### EXCERPT
━━━━━━━━━━
Results and discussion

Scheme 1 illustrated the preparation of the NFe-CS/CNF-200-200. (1) The carbonaceous product from p-phenylenediamine (denoted with P1) was obtained from the polymerization of p-phenylenediamine through a hydrothermal process; (2) the carbonaceous product from o-phenylenediamine (denoted with P2) was obtained from the polymerization of o-phenylenediamine through a hydrothermal process; (3) 200 mg of P1 and 200 mg of P2 were mixed by grind process, then the mixture was annealed in N₂ atmosphere and the NFe-CS/CNF-200-200 was obtained. By adjusting the amount of P1 and P2, we can easily prepare the products with different carbon spheres and nanofibers. In addition, when 400 mg of P1 was annealed in N₂ atmosphere and the product was NFe-CS-400. And when 400 mg of P2 was annealed in N₂ atmosphere and the product was NFe-CNF-400.

Scheme 1 Schematic illustration of the preparation of the NFe-CS/CNF-200-200.

Polymerization of p-phenylenediamine and o-phenylenediamine was confirmed by FTIR spectroscopy, respectively (ESI, Fig. S1†). Fig. S1a† shows the IR spectra of p-phenylenediamine and carbonaceous product from p-phenylenediamine (denoted with P1) in the 400–4000 cm⁻¹ wavenumber range. In the spectrum of p-phenylenediamine, the peaks at 3376 cm⁻¹ and 3304 cm⁻¹ can be assigned to the N–H vibration. The peaks at 1630 cm⁻¹ and 1515 cm⁻¹ can be assigned to the existence of benzene ring. The intense peak at 826 cm⁻¹ can indicate it is the substitutional aromatic compound. In the spectrum of the carbonaceous product from p-phenylenediamine (denoted with P1), the peaks at 1569 cm⁻¹ appeared can be assigned to the quinone-type structure. These data confirm that the carbonaceous product (denoted with P1) is produced from polymerization of p-phenylenediamine. From the Fig. S1b,† the peaks at 3031 cm⁻¹, 1600 cm⁻¹, 1502 cm⁻¹ and 750 cm⁻¹ show the sample is o-phenylenediamine. The spectrum of the carbonaceous product from o-phenylenediamine (denoted with P2) shows the characteristic peaks at 1370 cm⁻¹, 1226 cm⁻¹ and 860 cm⁻¹, indicating the polymerization of o-phenylenediamine.
━━━━━━━━━━
### INPUT DATA
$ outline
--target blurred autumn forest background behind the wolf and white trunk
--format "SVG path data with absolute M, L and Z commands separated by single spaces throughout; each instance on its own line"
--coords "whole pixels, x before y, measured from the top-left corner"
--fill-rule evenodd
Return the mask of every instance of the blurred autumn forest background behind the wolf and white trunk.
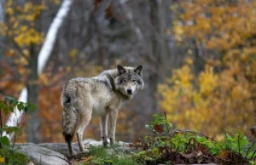
M 249 134 L 256 112 L 255 0 L 73 0 L 38 76 L 38 53 L 61 0 L 0 0 L 0 100 L 37 106 L 18 142 L 64 142 L 61 88 L 117 65 L 143 65 L 145 88 L 119 111 L 116 139 L 147 134 L 154 113 L 222 139 Z M 7 119 L 5 119 L 6 121 Z M 32 127 L 34 126 L 34 127 Z M 99 119 L 84 138 L 100 139 Z

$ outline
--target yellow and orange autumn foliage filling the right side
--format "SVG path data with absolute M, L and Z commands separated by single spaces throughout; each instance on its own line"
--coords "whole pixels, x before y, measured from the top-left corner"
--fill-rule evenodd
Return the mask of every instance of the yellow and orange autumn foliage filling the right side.
M 159 86 L 161 109 L 178 128 L 215 137 L 224 128 L 248 132 L 256 108 L 256 2 L 182 1 L 172 9 L 173 32 L 189 57 Z M 206 64 L 196 72 L 200 55 Z

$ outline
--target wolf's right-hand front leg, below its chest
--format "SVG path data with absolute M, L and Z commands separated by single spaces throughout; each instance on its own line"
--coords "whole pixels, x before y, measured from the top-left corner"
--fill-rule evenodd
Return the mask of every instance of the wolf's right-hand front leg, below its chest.
M 110 114 L 109 114 L 110 145 L 114 145 L 114 143 L 115 143 L 115 127 L 116 127 L 117 117 L 118 117 L 118 111 L 116 111 L 116 110 L 110 111 Z

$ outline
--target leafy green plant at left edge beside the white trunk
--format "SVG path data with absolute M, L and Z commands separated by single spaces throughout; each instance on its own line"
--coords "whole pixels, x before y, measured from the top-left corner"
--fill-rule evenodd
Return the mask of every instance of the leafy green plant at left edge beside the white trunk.
M 0 101 L 0 157 L 5 164 L 26 164 L 27 157 L 14 151 L 16 136 L 12 146 L 9 142 L 9 136 L 18 133 L 20 128 L 18 126 L 9 127 L 3 124 L 3 115 L 7 117 L 9 112 L 15 111 L 15 108 L 26 113 L 27 111 L 33 111 L 35 106 L 31 103 L 17 101 L 9 96 L 6 96 L 4 101 Z M 3 135 L 3 132 L 6 135 Z

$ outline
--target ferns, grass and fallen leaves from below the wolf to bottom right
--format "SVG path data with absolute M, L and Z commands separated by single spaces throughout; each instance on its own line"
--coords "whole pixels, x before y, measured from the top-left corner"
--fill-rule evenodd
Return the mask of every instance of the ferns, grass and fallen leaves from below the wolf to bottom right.
M 135 139 L 129 146 L 134 152 L 123 153 L 116 146 L 91 146 L 89 153 L 72 157 L 71 163 L 91 165 L 133 164 L 252 164 L 256 165 L 256 147 L 241 131 L 224 133 L 224 141 L 216 141 L 197 131 L 172 128 L 165 116 L 154 114 L 154 122 L 145 127 L 147 136 Z M 251 129 L 256 135 L 256 128 Z M 255 139 L 255 137 L 254 137 Z

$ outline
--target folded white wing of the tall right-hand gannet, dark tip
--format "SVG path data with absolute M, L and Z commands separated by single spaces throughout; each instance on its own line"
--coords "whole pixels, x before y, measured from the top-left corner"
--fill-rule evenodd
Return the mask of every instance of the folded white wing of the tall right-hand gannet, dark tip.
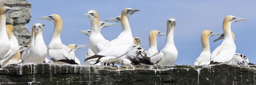
M 214 56 L 214 54 L 211 54 L 211 60 L 210 60 L 211 63 L 210 64 L 214 64 L 214 63 L 219 64 L 222 62 L 230 62 L 233 59 L 235 52 L 236 52 L 236 47 L 233 47 L 230 45 L 223 45 L 218 50 L 218 52 L 215 56 Z

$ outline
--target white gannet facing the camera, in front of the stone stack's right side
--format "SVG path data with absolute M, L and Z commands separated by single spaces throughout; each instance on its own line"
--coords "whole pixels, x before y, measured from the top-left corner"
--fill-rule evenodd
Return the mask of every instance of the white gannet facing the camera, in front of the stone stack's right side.
M 47 55 L 47 47 L 43 39 L 43 26 L 41 23 L 35 23 L 34 28 L 34 45 L 23 51 L 21 55 L 21 63 L 44 62 Z

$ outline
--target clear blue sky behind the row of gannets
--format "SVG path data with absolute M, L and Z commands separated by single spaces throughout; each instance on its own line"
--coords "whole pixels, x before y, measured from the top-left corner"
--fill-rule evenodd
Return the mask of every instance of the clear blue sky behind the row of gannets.
M 256 1 L 255 0 L 27 0 L 32 3 L 32 17 L 27 27 L 31 31 L 34 23 L 46 24 L 43 31 L 45 44 L 48 45 L 53 33 L 53 23 L 39 20 L 38 17 L 58 14 L 63 20 L 61 40 L 63 44 L 71 43 L 88 45 L 88 36 L 79 30 L 89 30 L 90 20 L 83 16 L 89 10 L 98 12 L 99 20 L 104 21 L 121 14 L 124 8 L 140 9 L 130 17 L 133 36 L 141 38 L 141 47 L 148 49 L 148 34 L 151 30 L 166 32 L 166 22 L 169 18 L 176 19 L 174 43 L 178 50 L 178 58 L 174 64 L 193 65 L 202 51 L 201 33 L 211 30 L 222 34 L 223 19 L 227 15 L 245 18 L 247 21 L 236 22 L 231 25 L 235 34 L 237 53 L 245 54 L 251 63 L 256 63 Z M 107 22 L 115 23 L 115 22 Z M 101 34 L 108 40 L 115 39 L 121 32 L 121 26 L 106 27 Z M 165 36 L 157 38 L 158 50 L 165 44 Z M 210 37 L 211 51 L 219 46 L 222 40 L 212 43 L 218 36 Z M 75 51 L 76 57 L 83 60 L 89 47 Z

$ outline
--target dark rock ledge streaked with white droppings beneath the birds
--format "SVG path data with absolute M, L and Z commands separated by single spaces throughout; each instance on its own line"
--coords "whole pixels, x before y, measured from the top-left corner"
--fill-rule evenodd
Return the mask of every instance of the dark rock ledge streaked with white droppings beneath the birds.
M 242 85 L 256 84 L 256 66 L 89 66 L 12 64 L 0 70 L 1 85 Z

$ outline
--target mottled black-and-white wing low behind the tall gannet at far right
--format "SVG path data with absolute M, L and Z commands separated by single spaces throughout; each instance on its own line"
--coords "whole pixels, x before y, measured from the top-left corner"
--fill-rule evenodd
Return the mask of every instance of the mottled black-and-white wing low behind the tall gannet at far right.
M 249 64 L 249 60 L 245 55 L 235 53 L 234 58 L 232 60 L 232 65 L 248 65 L 248 64 Z

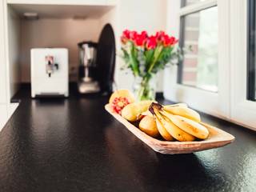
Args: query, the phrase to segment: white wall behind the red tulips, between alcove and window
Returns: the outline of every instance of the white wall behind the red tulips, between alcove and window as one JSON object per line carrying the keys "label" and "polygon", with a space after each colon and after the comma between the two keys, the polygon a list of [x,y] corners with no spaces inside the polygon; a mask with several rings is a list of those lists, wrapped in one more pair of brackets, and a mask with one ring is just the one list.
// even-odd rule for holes
{"label": "white wall behind the red tulips, between alcove and window", "polygon": [[[123,30],[146,30],[149,34],[157,30],[166,30],[166,0],[119,0],[118,2],[118,37],[117,50],[120,52],[119,37]],[[115,78],[118,88],[131,89],[133,76],[127,71],[118,70],[122,66],[122,59],[117,58]],[[158,75],[158,91],[162,91],[162,73]]]}

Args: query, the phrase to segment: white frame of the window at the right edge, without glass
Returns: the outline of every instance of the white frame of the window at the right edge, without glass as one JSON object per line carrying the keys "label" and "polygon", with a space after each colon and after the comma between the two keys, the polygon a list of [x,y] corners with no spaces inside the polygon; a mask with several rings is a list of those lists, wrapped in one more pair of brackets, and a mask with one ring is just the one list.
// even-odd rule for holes
{"label": "white frame of the window at the right edge, without glass", "polygon": [[249,101],[247,92],[247,33],[248,1],[232,0],[230,4],[230,63],[231,108],[230,118],[256,130],[256,102]]}

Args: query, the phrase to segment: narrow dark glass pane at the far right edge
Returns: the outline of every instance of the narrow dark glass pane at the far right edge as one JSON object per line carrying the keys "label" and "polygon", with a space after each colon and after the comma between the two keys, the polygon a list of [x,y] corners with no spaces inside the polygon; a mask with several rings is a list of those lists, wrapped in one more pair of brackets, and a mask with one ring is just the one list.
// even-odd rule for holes
{"label": "narrow dark glass pane at the far right edge", "polygon": [[247,79],[247,98],[251,101],[256,101],[256,62],[255,62],[255,26],[256,26],[256,19],[255,19],[255,2],[254,0],[249,1],[249,35],[248,35],[248,79]]}

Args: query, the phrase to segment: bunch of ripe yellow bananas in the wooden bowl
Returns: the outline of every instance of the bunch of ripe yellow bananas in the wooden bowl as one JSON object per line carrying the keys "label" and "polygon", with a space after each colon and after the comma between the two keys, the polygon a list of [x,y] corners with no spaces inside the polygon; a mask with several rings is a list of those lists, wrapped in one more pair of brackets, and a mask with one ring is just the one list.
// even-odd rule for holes
{"label": "bunch of ripe yellow bananas in the wooden bowl", "polygon": [[206,139],[209,131],[201,122],[200,115],[186,104],[162,106],[153,102],[150,113],[154,115],[159,134],[167,141],[191,142]]}

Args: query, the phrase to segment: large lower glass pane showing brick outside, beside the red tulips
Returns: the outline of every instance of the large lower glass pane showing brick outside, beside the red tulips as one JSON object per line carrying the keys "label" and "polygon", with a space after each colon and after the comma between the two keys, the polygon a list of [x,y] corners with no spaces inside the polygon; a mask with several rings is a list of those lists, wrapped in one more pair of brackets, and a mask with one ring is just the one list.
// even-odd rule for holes
{"label": "large lower glass pane showing brick outside, beside the red tulips", "polygon": [[184,55],[178,82],[218,91],[217,6],[182,17],[180,46]]}

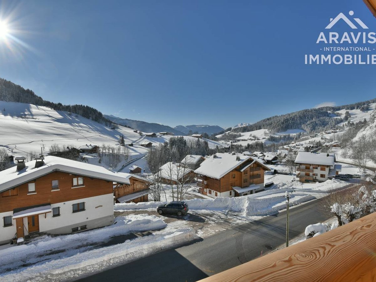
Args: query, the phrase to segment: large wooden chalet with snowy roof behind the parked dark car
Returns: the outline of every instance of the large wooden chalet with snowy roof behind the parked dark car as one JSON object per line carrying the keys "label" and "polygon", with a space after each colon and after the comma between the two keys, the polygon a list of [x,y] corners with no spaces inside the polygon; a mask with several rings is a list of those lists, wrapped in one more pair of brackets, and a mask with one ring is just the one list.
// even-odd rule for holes
{"label": "large wooden chalet with snowy roof behind the parked dark car", "polygon": [[237,197],[264,189],[264,172],[271,169],[259,159],[233,153],[216,153],[194,172],[200,192],[211,197]]}

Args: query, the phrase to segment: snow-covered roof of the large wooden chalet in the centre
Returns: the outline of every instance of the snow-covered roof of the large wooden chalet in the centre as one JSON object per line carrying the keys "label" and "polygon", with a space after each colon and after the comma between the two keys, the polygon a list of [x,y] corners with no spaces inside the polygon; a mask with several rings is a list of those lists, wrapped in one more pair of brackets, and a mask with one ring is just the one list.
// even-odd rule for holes
{"label": "snow-covered roof of the large wooden chalet in the centre", "polygon": [[[217,156],[216,158],[214,158],[214,155],[210,156],[205,161],[203,161],[200,167],[197,168],[197,170],[195,170],[194,172],[197,174],[220,179],[239,165],[244,164],[244,162],[249,160],[256,161],[254,158],[244,155],[232,155],[230,153],[216,153],[215,155]],[[239,161],[237,161],[237,158],[239,158]],[[257,160],[257,162],[263,165],[265,168],[268,168],[260,161]]]}

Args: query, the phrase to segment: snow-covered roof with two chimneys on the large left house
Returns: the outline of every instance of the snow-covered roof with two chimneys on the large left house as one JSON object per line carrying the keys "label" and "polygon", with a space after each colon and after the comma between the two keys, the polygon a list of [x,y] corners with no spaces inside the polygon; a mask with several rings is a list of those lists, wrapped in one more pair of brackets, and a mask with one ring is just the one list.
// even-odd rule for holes
{"label": "snow-covered roof with two chimneys on the large left house", "polygon": [[[52,171],[62,171],[122,184],[130,184],[129,177],[127,177],[129,173],[110,171],[99,165],[72,161],[55,156],[45,156],[44,165],[38,168],[35,168],[35,160],[26,162],[25,165],[26,167],[21,171],[17,171],[16,167],[0,171],[0,192],[49,174]],[[134,174],[129,175],[134,176]]]}

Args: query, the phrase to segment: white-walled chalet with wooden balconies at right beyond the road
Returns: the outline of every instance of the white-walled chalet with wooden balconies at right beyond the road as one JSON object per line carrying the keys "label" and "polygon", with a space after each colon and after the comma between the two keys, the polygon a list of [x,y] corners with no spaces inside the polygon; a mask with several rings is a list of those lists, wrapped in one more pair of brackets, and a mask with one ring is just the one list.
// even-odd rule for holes
{"label": "white-walled chalet with wooden balconies at right beyond the road", "polygon": [[326,181],[329,176],[334,177],[341,171],[342,166],[334,162],[334,153],[299,152],[295,159],[296,177],[300,182]]}

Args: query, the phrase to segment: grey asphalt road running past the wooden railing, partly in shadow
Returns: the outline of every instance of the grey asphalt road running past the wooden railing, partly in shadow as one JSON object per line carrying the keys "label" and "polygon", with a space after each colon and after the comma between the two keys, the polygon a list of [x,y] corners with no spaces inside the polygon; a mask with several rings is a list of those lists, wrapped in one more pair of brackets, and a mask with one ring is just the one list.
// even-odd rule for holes
{"label": "grey asphalt road running past the wooden railing, partly in shadow", "polygon": [[[290,240],[332,215],[323,199],[290,208]],[[286,212],[241,224],[176,249],[85,277],[80,281],[196,281],[258,258],[286,242]]]}

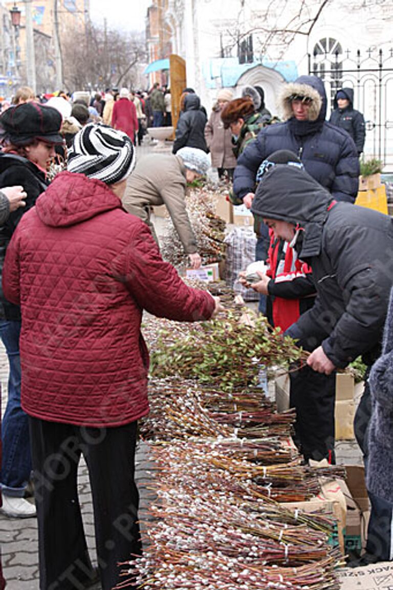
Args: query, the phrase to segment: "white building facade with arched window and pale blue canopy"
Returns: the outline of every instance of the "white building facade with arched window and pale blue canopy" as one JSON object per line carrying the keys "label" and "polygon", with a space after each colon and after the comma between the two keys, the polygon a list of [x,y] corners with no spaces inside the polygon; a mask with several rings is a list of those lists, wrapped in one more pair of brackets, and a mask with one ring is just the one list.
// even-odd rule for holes
{"label": "white building facade with arched window and pale blue canopy", "polygon": [[335,91],[354,89],[353,106],[367,122],[365,153],[391,158],[393,171],[393,0],[168,0],[165,22],[173,53],[186,61],[187,86],[207,110],[217,89],[237,97],[259,84],[280,116],[281,85],[316,73],[328,116]]}

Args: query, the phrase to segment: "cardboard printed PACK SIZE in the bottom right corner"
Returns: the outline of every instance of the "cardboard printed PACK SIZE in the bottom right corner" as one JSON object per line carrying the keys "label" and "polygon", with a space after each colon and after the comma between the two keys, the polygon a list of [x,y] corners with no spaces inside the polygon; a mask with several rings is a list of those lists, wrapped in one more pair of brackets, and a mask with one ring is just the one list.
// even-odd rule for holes
{"label": "cardboard printed PACK SIZE in the bottom right corner", "polygon": [[393,562],[337,571],[340,590],[393,590]]}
━━━━━━━━━━
### EXERCISES
(a) According to the excerpt on preparing the carbon spheres and nanofibers, what product was obtained when 400 mg of P2 was annealed in N₂?
(b) Reproduce word for word the part of the excerpt on preparing the carbon spheres and nanofibers between "Results and discussion" and "product was NFe-CNF-400.", inclusive.
(c) Extend the excerpt on preparing the carbon spheres and nanofibers, picking up after its last sentence.

### ANSWERS BY ITEM
(a) NFe-CNF-400.

(b)
Results and discussion

Scheme 1 illustrated the preparation of the NFe-CS/CNF-200-200. (1) The carbonaceous product from p-phenylenediamine (denoted with P1) was obtained from the polymerization of p-phenylenediamine through a hydrothermal process; (2) the carbonaceous product from o-phenylenediamine (denoted with P2) was obtained from the polymerization of o-phenylenediamine through a hydrothermal process; (3) 200 mg of P1 and 200 mg of P2 were mixed by grind process, then the mixture was annealed in N₂ atmosphere and the NFe-CS/CNF-200-200 was obtained. By adjusting the amount of P1 and P2, we can easily prepare the products with different carbon spheres and nanofibers. In addition, when 400 mg of P1 was annealed in N₂ atmosphere and the product was NFe-CS-400. And when 400 mg of P2 was annealed in N₂ atmosphere and the product was NFe-CNF-400.

(c)
Phenylenediamine has an amphiphilic structure of hydrophilic-NH₂ and hydrophobic-C₆H₄, when phenylenediamine monomers are added to aqueous solution, droplets will be formed in the bulk solution. When FeCl₃ is added to the solution, the polymerization only takes place at the water/droplet interface because of the hydrophilicity of FeCl₃, which results in the formation of original nucleus.³⁶ From the literature,³⁷ the ladder-like structure conducted at temperatures between 800 and 1000 °C can easily obtain the fibers. The polymer of o-phenylenediamine has a ladder-like structure (P2), so the fibers can be formed after annealing at 950 °C. Because the polymer of p-phenylenediamine has not the ladder structure (P1), nanospheres are obtained.

Fig. 1a and b showed SEM image and magnified SEM image of NFe-CS/CNF-200-200. These clearly revealed that NFe-CS/CNF-200-200 contained the carbon nanoparticles with the diameter of 190–350 nm and carbon nanofibers with the diameter of 20–30 nm. The elemental mapping analysis (Fig. 1c–f) suggested the presence of C, N, O, and Fe components in NFe-CS/CNF-200-200. SEM image and elemental mapping analysis of NFe-CNF-400 were shown in Fig. S2 (see ESI†). The product contained the carbon nanofibers, and C, N, O, and Fe components were in NFe-CNF-400. SEM image and elemental mapping analysis of NFe-CS-400 were shown in Fig. S3 (see ESI†). The product contains the carbon nanoparticles with the diameter of 200–300 nm and C, N, O, and Fe components were in NFe-CS-400.

Fig. 1 (a–b) SEM image and magnified SEM image of NFe-CS/CNF-200-200; (c–f) carbon, nitrogen, oxygen and ferrum element mappings of NFe-CS/CNF-200-200.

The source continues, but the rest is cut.